Using the records below, copy out exactly the line that contains "Practice task. Find the dark blue" and every line that follows it, up to and including the last, and no others.

-- Begin --

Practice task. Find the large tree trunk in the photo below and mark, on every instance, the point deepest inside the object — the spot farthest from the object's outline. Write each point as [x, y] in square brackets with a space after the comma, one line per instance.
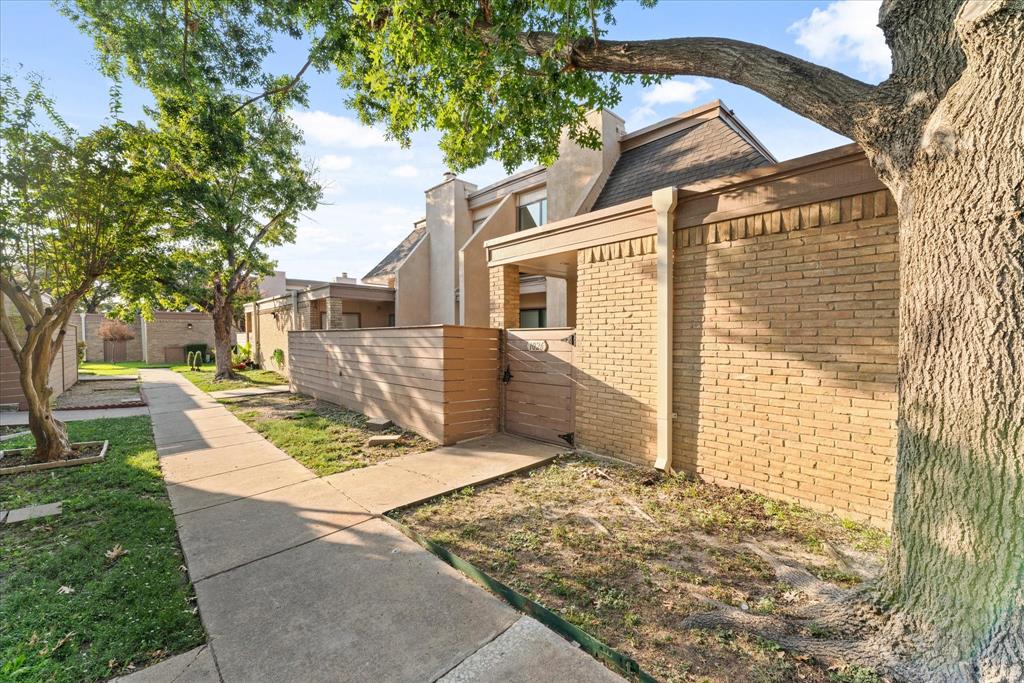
[955, 579]
[34, 369]
[223, 318]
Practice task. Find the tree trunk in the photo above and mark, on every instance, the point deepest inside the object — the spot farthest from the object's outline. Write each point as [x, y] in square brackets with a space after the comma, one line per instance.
[223, 318]
[34, 369]
[955, 574]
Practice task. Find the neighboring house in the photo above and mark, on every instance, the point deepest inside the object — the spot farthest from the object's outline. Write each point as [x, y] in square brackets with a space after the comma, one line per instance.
[64, 372]
[309, 304]
[161, 340]
[439, 269]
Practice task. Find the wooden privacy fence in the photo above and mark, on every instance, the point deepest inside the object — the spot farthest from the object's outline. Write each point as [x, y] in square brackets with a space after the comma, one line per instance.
[440, 381]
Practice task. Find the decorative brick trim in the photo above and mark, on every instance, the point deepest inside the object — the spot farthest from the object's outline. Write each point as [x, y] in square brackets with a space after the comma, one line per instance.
[615, 250]
[847, 209]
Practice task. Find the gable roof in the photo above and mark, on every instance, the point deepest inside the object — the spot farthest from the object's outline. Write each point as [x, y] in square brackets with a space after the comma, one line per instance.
[676, 153]
[383, 271]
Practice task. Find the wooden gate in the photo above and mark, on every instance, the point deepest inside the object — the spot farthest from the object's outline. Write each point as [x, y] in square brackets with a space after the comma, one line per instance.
[540, 388]
[115, 350]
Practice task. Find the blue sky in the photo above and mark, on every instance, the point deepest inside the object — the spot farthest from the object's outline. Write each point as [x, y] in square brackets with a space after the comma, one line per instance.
[375, 188]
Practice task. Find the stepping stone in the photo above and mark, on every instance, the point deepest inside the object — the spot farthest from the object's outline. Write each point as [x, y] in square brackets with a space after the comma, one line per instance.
[32, 512]
[384, 439]
[379, 424]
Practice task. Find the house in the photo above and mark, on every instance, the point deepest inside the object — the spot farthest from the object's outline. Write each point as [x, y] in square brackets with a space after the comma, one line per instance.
[438, 271]
[288, 304]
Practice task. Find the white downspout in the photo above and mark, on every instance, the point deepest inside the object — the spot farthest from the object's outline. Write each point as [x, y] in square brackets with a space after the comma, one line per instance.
[664, 202]
[82, 317]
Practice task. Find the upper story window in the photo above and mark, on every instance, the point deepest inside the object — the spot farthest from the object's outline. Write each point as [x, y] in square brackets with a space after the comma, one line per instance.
[532, 214]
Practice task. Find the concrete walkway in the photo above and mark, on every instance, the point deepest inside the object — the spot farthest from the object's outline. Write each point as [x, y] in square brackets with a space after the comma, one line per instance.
[299, 580]
[12, 418]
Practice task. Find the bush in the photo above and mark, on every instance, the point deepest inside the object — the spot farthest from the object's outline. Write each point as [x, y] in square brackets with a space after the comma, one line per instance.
[197, 348]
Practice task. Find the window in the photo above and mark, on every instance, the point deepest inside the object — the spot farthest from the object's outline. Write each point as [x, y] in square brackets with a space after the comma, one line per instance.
[534, 317]
[532, 214]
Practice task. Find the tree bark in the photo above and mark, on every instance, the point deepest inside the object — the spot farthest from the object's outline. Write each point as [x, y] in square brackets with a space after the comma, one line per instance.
[955, 578]
[223, 319]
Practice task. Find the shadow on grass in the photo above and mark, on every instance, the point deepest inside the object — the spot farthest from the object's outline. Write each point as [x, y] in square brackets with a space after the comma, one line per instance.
[132, 609]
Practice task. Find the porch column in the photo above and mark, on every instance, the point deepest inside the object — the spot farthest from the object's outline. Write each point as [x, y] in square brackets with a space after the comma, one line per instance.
[665, 205]
[505, 296]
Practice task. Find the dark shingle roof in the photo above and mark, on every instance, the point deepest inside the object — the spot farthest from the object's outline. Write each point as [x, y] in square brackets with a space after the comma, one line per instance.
[387, 267]
[709, 150]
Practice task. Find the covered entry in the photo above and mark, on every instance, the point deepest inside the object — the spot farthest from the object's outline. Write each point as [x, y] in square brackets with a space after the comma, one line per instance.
[539, 384]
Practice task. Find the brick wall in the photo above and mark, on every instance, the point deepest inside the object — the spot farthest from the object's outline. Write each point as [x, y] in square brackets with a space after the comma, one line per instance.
[784, 353]
[615, 350]
[503, 291]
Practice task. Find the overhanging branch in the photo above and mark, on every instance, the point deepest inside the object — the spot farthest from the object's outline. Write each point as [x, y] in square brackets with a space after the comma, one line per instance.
[821, 94]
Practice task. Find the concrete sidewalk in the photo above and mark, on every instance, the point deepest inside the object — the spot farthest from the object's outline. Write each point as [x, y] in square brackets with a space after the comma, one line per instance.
[299, 580]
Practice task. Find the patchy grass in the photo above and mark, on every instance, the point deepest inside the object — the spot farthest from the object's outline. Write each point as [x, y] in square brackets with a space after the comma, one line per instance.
[107, 369]
[325, 437]
[97, 590]
[628, 554]
[203, 378]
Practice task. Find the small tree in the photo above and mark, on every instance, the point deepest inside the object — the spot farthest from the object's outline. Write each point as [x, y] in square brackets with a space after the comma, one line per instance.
[115, 331]
[239, 185]
[72, 209]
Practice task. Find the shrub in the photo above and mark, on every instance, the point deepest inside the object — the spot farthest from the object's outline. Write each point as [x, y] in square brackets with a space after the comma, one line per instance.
[115, 331]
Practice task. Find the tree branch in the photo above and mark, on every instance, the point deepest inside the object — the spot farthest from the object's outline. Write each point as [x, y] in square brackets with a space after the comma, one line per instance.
[279, 90]
[821, 94]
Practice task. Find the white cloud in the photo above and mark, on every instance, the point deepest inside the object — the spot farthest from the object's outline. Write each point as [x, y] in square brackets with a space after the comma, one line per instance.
[846, 30]
[339, 131]
[335, 163]
[404, 171]
[676, 91]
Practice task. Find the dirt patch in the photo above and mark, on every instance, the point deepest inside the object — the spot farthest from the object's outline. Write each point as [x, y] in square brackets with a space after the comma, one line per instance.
[628, 555]
[20, 457]
[325, 437]
[100, 393]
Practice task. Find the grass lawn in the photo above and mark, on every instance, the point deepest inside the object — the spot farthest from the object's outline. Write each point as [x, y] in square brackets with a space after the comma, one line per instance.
[73, 607]
[204, 378]
[127, 368]
[627, 554]
[325, 437]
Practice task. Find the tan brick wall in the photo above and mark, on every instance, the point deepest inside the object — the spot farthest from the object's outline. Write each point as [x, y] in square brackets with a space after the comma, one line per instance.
[504, 294]
[170, 330]
[273, 334]
[784, 354]
[785, 365]
[615, 352]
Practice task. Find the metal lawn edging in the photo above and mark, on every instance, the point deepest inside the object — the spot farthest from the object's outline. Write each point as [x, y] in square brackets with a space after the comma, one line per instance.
[622, 664]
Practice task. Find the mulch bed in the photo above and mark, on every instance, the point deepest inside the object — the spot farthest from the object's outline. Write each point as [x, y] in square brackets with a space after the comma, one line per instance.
[101, 393]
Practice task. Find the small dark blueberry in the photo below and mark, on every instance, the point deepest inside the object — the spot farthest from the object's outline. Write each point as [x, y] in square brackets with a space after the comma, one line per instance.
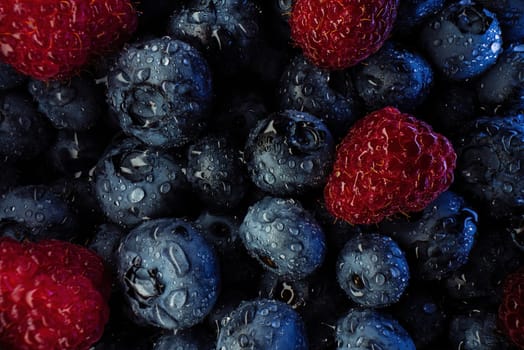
[169, 274]
[394, 76]
[439, 239]
[328, 95]
[289, 153]
[284, 237]
[262, 324]
[371, 329]
[372, 270]
[216, 173]
[224, 31]
[73, 104]
[161, 91]
[462, 40]
[134, 182]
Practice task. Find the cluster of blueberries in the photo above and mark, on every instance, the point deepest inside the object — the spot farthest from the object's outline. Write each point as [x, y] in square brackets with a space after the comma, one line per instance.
[193, 162]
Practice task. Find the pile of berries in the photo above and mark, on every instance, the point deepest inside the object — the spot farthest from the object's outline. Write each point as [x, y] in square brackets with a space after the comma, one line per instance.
[261, 174]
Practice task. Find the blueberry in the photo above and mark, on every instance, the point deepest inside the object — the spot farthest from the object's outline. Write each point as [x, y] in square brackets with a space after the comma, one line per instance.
[216, 173]
[262, 324]
[489, 168]
[372, 270]
[394, 76]
[289, 153]
[371, 329]
[462, 40]
[224, 31]
[168, 272]
[134, 182]
[24, 133]
[161, 91]
[327, 95]
[69, 104]
[476, 330]
[439, 239]
[41, 211]
[284, 237]
[501, 89]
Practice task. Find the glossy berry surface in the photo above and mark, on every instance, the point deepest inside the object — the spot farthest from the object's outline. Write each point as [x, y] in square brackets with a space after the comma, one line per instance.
[389, 162]
[169, 273]
[339, 34]
[372, 270]
[264, 324]
[289, 153]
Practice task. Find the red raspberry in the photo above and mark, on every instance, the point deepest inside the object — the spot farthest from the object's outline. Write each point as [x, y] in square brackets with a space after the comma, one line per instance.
[337, 34]
[388, 163]
[52, 39]
[511, 309]
[53, 296]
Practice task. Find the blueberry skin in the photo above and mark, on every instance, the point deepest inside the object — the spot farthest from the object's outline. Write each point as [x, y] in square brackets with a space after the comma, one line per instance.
[289, 153]
[262, 324]
[371, 329]
[69, 104]
[284, 237]
[372, 270]
[133, 183]
[476, 330]
[438, 240]
[224, 31]
[168, 273]
[44, 214]
[161, 91]
[462, 41]
[510, 14]
[394, 76]
[24, 133]
[500, 90]
[216, 173]
[488, 165]
[320, 92]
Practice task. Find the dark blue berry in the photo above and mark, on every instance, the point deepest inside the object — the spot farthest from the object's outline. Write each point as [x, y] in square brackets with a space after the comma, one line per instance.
[320, 92]
[289, 153]
[41, 211]
[371, 329]
[489, 170]
[394, 76]
[161, 91]
[216, 173]
[262, 324]
[24, 133]
[284, 237]
[226, 31]
[500, 90]
[168, 272]
[372, 270]
[134, 182]
[69, 104]
[477, 330]
[462, 40]
[439, 239]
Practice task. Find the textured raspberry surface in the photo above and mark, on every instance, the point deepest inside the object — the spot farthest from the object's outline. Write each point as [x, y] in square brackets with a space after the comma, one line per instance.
[51, 39]
[53, 295]
[511, 310]
[337, 34]
[389, 162]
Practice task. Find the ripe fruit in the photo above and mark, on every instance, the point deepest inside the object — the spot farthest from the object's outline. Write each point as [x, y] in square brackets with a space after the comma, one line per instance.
[53, 295]
[49, 39]
[337, 34]
[388, 163]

-- End --

:: Result of the task ::
Practice task. Find the dark blue berry in the photo above and mark, on every instance, the point deepest inside the object — the spot farthest from the object's outline. Write each point as [x, y] in square brackets with a space after the comma, one line per instance.
[320, 92]
[289, 153]
[41, 211]
[371, 329]
[489, 170]
[394, 76]
[161, 91]
[216, 173]
[262, 324]
[24, 133]
[284, 237]
[226, 31]
[500, 90]
[168, 272]
[372, 270]
[134, 182]
[69, 104]
[477, 330]
[462, 40]
[439, 239]
Practice task. Find the textured raspberry surface in the photo above and mark, on every instance, the point deepest inside the object — the spot farthest from the object's outline. Write each point as [x, y] in square brackets with a space after the comma, one line per instance.
[51, 39]
[53, 295]
[511, 310]
[337, 34]
[389, 162]
Practice task. Find the ripe fruit in the photo above and mark, on every instance, the point deepest inside the object — the spot farthest from the object's outline. Write each point as [x, y] in square brackets with a space after the comma, one line per instance.
[53, 295]
[49, 39]
[337, 34]
[388, 163]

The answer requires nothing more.